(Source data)
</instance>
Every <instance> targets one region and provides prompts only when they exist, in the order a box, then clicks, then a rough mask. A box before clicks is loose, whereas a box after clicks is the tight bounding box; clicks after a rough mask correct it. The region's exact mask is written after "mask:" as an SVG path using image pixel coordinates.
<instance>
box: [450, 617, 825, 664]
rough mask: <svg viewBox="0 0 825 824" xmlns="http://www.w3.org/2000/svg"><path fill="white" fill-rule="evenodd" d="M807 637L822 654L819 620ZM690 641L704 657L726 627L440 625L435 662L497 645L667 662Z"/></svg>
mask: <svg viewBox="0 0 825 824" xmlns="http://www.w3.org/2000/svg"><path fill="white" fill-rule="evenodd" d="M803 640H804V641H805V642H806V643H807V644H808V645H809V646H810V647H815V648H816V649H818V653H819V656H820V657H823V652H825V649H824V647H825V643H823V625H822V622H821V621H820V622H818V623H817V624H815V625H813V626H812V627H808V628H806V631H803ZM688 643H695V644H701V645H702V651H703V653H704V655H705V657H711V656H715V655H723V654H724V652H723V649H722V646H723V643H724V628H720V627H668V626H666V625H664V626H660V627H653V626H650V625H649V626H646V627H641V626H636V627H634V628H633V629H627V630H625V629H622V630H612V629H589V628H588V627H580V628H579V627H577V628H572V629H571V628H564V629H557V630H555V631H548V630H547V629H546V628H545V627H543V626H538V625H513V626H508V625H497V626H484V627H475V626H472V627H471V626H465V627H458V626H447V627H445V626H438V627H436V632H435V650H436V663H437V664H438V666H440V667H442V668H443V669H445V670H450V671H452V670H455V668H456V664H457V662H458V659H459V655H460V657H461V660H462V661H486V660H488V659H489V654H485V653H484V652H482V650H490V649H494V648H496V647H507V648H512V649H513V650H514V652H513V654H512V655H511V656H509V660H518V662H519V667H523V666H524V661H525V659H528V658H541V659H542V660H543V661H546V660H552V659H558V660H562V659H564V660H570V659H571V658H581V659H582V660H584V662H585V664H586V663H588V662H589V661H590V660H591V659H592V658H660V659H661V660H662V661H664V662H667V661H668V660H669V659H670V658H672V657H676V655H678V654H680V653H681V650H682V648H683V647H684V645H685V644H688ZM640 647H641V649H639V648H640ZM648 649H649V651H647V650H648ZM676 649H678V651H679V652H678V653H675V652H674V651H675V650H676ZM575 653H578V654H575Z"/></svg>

#### WORK TO BE COMPLETED:
Echo everything from the start of the entries above down to the line containing "rough mask: <svg", with both of those lines included.

#### RESULT OF THE EXERCISE:
</instance>
Every <instance> targets one region and provides prompts only when they exist, in the order a box, then clicks, then a rough mask. A box before clicks is loose, whereas a box after clicks is the tight bounding box; clicks after a rough mask correct it. The region's exact mask is written after "mask:" as an SVG path using image pixel coordinates.
<instance>
box: [450, 617, 825, 664]
rough mask: <svg viewBox="0 0 825 824" xmlns="http://www.w3.org/2000/svg"><path fill="white" fill-rule="evenodd" d="M807 637L822 654L819 620ZM690 641L704 657L726 627L440 625L435 662L497 645L667 662Z"/></svg>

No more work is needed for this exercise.